**Aim**
Edit the records below by replacing "Trace the outline of every instance" with "Draw the boundary of each instance" wherever it appears, keeping everything else unchanged. Give back all the records with that change, and leave the pictures out.

**Input data**
-- start --
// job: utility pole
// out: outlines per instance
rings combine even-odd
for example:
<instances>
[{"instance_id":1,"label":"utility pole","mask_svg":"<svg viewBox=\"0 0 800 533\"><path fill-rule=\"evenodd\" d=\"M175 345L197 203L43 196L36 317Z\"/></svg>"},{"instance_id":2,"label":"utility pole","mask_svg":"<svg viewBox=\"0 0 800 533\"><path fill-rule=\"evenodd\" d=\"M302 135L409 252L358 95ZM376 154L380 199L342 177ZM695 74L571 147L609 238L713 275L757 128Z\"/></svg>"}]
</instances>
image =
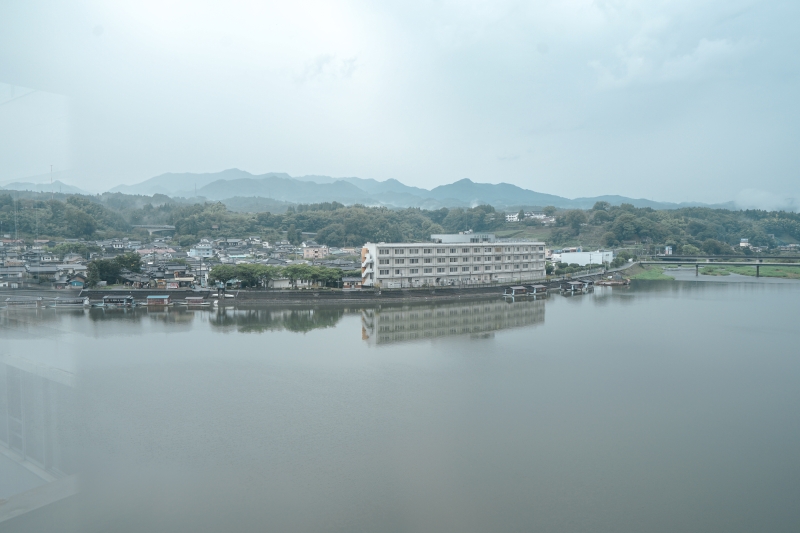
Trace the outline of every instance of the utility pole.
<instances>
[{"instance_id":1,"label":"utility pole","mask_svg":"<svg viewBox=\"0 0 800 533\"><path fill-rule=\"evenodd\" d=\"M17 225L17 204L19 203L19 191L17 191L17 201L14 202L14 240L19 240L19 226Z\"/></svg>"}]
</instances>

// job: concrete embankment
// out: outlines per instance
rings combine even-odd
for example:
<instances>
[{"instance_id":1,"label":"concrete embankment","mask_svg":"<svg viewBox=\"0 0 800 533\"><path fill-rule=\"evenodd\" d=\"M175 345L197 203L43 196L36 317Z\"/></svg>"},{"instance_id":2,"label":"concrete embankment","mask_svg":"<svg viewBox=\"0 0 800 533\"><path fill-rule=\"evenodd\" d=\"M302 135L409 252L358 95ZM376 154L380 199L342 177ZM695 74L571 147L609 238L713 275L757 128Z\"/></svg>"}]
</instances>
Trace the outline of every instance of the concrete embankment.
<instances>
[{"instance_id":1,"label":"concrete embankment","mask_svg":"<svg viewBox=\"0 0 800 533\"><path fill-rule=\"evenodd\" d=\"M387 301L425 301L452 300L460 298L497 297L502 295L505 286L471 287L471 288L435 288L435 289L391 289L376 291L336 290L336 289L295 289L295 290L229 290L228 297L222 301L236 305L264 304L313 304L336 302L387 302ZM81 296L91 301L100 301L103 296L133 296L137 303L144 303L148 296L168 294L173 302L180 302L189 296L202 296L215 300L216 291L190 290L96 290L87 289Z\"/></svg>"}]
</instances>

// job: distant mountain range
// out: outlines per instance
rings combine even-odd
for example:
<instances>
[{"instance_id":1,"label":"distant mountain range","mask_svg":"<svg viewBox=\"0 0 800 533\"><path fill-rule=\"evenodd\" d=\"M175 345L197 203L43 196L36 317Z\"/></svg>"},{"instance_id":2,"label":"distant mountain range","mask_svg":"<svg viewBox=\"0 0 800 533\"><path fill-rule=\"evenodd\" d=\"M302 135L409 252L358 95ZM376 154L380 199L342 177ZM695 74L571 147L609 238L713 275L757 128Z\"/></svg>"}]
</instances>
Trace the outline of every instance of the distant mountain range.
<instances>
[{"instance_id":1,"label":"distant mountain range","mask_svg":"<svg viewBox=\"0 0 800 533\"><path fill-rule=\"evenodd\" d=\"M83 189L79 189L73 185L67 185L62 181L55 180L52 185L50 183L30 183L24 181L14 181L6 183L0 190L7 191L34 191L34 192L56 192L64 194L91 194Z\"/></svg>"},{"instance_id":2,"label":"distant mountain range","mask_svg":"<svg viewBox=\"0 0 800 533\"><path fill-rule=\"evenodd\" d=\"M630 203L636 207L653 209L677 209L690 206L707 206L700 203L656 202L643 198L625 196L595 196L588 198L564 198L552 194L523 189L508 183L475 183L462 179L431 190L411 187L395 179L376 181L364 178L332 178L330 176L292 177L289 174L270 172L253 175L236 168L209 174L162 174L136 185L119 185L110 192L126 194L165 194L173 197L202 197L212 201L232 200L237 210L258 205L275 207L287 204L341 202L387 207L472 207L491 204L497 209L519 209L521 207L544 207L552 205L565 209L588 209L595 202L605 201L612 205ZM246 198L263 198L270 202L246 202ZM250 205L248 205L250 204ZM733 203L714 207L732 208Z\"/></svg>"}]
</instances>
-- end --
**The completed task**
// job: utility pole
// out: outlines per instance
rings combine even-odd
for example:
<instances>
[{"instance_id":1,"label":"utility pole","mask_svg":"<svg viewBox=\"0 0 800 533\"><path fill-rule=\"evenodd\" d=\"M175 345L197 203L43 196L36 317Z\"/></svg>"},{"instance_id":2,"label":"utility pole","mask_svg":"<svg viewBox=\"0 0 800 533\"><path fill-rule=\"evenodd\" d=\"M302 135L409 252L358 95ZM376 154L380 199L342 177ZM695 74L571 147L609 238L713 275L757 128Z\"/></svg>"}]
</instances>
image =
Draw the boundary of each instance of the utility pole.
<instances>
[{"instance_id":1,"label":"utility pole","mask_svg":"<svg viewBox=\"0 0 800 533\"><path fill-rule=\"evenodd\" d=\"M17 225L17 204L19 203L19 191L17 191L17 201L14 202L14 240L19 240L19 226Z\"/></svg>"}]
</instances>

// job: concrete embankment
// out: outlines per instance
rings combine even-odd
for example:
<instances>
[{"instance_id":1,"label":"concrete embankment","mask_svg":"<svg viewBox=\"0 0 800 533\"><path fill-rule=\"evenodd\" d=\"M175 345L197 203L43 196L36 317Z\"/></svg>"},{"instance_id":2,"label":"concrete embankment","mask_svg":"<svg viewBox=\"0 0 800 533\"><path fill-rule=\"evenodd\" d=\"M302 135L409 252L358 95ZM376 154L380 199L342 177ZM695 74L571 147L609 238L713 275L757 128Z\"/></svg>"}]
</instances>
Draw the boundary of each instance of the concrete embankment.
<instances>
[{"instance_id":1,"label":"concrete embankment","mask_svg":"<svg viewBox=\"0 0 800 533\"><path fill-rule=\"evenodd\" d=\"M387 301L425 301L452 300L460 298L497 297L502 295L505 286L471 287L471 288L435 288L435 289L391 289L376 291L336 290L336 289L295 289L295 290L229 290L228 297L222 301L236 305L264 304L313 304L336 302L387 302ZM81 296L91 301L100 301L103 296L133 296L137 303L144 303L148 296L168 294L173 302L180 302L189 296L202 296L215 300L216 291L190 290L96 290L87 289Z\"/></svg>"}]
</instances>

// job: distant mountain range
// out: outlines per instance
rings combine even-odd
for example:
<instances>
[{"instance_id":1,"label":"distant mountain range","mask_svg":"<svg viewBox=\"0 0 800 533\"><path fill-rule=\"evenodd\" d=\"M175 345L197 203L43 196L36 317Z\"/></svg>"},{"instance_id":2,"label":"distant mountain range","mask_svg":"<svg viewBox=\"0 0 800 533\"><path fill-rule=\"evenodd\" d=\"M302 135L409 252L358 95ZM376 154L380 199L342 177ZM695 74L571 147L609 238L713 275L757 128Z\"/></svg>"}]
</instances>
Draw the boundary of each instance of the distant mountain range.
<instances>
[{"instance_id":1,"label":"distant mountain range","mask_svg":"<svg viewBox=\"0 0 800 533\"><path fill-rule=\"evenodd\" d=\"M83 189L79 189L73 185L67 185L62 181L55 180L52 185L50 183L30 183L24 181L14 181L6 183L0 190L7 191L34 191L34 192L56 192L64 194L91 194Z\"/></svg>"},{"instance_id":2,"label":"distant mountain range","mask_svg":"<svg viewBox=\"0 0 800 533\"><path fill-rule=\"evenodd\" d=\"M630 203L636 207L653 209L677 209L690 206L707 206L700 203L656 202L643 198L625 196L595 196L588 198L564 198L552 194L523 189L508 183L475 183L462 179L431 190L411 187L395 179L376 181L364 178L332 178L330 176L292 177L289 174L270 172L253 175L236 168L209 174L162 174L136 185L119 185L110 192L126 194L165 194L173 197L202 197L212 201L232 200L237 210L258 205L275 207L287 204L341 202L387 207L472 207L491 204L497 209L519 209L521 207L544 207L552 205L565 209L588 209L595 202L605 201L612 205ZM246 198L263 198L270 202L246 202ZM250 205L248 205L250 204ZM733 203L714 207L732 208Z\"/></svg>"}]
</instances>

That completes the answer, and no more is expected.